**WHAT IS BEING ASKED:**
Tally the lines of the entries below that hold the word "blue", and please give only the total.

* * *

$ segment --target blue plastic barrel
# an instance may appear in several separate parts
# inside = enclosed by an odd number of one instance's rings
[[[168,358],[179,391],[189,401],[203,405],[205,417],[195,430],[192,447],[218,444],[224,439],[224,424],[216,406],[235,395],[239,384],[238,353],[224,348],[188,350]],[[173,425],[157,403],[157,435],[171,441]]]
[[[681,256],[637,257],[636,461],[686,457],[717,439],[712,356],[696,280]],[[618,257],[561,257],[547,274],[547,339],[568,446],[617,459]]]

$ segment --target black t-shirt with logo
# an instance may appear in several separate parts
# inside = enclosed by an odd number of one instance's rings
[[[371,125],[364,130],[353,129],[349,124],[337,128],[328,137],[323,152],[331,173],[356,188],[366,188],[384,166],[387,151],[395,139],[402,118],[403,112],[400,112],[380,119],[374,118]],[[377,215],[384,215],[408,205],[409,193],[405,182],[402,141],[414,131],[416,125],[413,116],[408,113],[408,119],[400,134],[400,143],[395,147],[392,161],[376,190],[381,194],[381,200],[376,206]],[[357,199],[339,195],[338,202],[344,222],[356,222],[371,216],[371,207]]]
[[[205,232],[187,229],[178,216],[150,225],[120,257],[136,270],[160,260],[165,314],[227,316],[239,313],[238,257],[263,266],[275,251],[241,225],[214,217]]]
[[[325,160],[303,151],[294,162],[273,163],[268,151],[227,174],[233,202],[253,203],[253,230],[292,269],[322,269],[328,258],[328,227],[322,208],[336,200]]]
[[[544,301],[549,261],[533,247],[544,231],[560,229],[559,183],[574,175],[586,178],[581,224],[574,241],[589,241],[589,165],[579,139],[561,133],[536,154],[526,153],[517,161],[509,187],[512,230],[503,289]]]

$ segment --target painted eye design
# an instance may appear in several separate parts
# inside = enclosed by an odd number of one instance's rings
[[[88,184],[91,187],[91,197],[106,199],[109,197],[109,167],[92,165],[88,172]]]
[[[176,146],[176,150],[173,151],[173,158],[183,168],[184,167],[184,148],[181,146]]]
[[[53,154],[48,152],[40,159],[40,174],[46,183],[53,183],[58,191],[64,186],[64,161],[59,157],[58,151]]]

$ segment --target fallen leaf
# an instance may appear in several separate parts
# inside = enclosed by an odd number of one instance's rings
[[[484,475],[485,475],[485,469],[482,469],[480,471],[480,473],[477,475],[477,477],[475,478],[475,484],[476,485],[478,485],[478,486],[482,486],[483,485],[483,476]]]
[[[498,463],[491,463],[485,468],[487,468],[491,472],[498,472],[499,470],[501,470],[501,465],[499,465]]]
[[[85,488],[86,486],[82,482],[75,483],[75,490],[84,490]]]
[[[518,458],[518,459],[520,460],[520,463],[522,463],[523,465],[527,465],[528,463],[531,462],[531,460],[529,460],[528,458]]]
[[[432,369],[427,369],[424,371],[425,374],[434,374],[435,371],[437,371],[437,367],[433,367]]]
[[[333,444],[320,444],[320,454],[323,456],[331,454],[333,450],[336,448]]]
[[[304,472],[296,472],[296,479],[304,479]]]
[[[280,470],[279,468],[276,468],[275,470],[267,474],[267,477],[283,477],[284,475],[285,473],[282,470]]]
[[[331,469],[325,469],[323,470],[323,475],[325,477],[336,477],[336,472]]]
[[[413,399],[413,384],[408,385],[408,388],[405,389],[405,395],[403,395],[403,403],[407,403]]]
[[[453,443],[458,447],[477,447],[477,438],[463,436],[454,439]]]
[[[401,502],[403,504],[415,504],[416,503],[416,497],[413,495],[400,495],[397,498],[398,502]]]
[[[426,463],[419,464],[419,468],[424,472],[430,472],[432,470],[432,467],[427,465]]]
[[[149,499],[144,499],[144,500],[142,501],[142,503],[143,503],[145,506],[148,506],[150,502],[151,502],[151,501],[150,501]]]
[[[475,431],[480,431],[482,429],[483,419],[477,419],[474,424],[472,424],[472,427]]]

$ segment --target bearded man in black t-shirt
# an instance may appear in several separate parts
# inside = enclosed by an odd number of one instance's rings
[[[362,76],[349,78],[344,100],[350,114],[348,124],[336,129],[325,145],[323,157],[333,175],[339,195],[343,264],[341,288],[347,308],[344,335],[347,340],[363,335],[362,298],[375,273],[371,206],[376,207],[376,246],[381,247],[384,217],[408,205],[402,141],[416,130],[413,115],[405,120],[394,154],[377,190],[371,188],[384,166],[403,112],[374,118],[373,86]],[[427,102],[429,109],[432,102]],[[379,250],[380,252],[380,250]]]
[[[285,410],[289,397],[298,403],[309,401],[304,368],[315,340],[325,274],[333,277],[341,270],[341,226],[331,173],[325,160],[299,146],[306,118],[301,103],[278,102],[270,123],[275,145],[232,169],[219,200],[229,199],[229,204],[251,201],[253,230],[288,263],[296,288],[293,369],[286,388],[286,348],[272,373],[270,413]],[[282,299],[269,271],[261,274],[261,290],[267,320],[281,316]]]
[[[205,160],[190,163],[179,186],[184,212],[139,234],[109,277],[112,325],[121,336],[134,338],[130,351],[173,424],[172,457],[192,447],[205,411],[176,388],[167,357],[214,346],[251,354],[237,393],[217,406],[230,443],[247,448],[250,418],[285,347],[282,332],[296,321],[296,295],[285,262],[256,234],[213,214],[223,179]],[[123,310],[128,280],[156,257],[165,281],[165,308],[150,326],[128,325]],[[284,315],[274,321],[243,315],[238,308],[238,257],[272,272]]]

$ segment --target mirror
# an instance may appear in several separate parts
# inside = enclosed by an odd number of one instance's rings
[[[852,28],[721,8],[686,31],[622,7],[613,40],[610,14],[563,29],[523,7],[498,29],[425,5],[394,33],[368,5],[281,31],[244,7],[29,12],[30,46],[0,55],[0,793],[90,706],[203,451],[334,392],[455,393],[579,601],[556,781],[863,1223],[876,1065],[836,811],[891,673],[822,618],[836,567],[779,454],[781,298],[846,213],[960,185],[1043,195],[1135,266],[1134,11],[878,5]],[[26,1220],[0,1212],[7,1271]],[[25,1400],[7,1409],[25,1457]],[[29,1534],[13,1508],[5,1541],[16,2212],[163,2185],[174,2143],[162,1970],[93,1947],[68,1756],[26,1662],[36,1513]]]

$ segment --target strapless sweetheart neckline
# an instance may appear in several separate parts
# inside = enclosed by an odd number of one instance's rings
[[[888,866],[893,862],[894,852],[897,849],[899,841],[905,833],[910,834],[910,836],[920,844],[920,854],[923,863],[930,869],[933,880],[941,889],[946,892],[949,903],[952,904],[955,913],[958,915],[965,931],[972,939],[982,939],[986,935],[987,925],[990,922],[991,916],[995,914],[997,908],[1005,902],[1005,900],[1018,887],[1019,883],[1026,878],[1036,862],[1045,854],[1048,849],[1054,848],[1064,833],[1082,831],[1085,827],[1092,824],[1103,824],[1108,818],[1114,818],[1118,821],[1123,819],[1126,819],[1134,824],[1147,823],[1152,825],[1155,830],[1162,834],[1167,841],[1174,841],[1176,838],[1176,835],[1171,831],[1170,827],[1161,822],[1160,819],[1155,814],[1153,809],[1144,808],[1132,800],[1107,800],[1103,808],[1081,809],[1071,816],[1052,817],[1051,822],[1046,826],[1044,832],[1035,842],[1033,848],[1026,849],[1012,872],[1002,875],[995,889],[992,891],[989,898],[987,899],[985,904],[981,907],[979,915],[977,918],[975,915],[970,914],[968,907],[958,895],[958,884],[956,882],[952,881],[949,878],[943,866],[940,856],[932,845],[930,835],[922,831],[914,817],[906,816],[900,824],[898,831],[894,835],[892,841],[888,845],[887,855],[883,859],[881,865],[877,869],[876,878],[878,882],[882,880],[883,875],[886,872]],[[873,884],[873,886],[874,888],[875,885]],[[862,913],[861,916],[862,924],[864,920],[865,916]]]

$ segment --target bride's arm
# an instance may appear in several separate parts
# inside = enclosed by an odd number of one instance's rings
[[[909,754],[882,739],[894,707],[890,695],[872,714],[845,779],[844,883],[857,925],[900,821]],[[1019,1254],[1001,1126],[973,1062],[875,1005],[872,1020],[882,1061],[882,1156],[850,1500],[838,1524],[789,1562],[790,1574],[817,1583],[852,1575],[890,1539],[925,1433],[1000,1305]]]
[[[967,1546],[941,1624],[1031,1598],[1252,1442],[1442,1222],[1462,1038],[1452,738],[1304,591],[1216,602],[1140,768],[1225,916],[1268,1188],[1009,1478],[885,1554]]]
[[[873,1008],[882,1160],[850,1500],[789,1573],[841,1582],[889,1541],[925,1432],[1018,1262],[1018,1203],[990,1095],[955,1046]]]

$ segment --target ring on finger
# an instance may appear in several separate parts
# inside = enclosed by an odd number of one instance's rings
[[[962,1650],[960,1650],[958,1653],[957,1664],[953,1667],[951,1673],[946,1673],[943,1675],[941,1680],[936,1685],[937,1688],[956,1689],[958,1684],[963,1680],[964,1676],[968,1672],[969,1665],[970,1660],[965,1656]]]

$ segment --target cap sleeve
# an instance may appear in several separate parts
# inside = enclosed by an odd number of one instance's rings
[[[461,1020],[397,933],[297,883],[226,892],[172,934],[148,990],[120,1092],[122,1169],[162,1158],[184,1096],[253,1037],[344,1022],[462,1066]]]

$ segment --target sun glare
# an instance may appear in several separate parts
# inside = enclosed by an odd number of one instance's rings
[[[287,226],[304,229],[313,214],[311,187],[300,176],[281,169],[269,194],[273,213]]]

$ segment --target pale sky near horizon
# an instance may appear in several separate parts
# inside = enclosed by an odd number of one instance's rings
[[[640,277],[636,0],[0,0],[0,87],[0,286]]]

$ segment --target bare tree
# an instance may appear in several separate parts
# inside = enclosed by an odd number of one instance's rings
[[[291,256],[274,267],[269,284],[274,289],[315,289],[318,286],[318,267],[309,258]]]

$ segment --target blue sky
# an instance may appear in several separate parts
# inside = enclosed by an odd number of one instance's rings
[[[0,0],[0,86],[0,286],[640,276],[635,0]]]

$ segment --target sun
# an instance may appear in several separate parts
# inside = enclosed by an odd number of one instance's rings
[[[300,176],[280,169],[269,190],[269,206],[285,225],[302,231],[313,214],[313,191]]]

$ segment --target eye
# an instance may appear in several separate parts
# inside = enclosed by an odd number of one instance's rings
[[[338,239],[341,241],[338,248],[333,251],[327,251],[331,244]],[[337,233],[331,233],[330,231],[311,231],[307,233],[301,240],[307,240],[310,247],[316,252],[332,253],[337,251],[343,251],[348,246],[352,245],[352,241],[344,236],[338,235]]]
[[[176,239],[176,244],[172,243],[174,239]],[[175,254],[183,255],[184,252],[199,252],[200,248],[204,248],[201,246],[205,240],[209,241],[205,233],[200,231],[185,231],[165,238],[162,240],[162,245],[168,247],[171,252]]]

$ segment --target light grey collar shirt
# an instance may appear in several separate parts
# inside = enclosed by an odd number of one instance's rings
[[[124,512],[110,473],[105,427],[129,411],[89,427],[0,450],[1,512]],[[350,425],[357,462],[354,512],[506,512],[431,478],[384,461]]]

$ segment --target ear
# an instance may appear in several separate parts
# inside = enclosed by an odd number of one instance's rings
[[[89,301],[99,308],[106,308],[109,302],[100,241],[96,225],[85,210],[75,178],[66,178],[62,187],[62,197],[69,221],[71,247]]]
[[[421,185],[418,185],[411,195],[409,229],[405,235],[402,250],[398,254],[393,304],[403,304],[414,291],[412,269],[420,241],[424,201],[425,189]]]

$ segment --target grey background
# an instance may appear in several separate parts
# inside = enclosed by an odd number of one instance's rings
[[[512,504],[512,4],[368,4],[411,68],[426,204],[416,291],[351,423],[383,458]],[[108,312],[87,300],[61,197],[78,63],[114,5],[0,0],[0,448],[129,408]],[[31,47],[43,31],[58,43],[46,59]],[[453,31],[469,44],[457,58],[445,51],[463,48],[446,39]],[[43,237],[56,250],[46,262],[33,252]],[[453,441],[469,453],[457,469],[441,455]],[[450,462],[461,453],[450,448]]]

* * *

**SOLUTION FOR THIS PROBLEM:**
2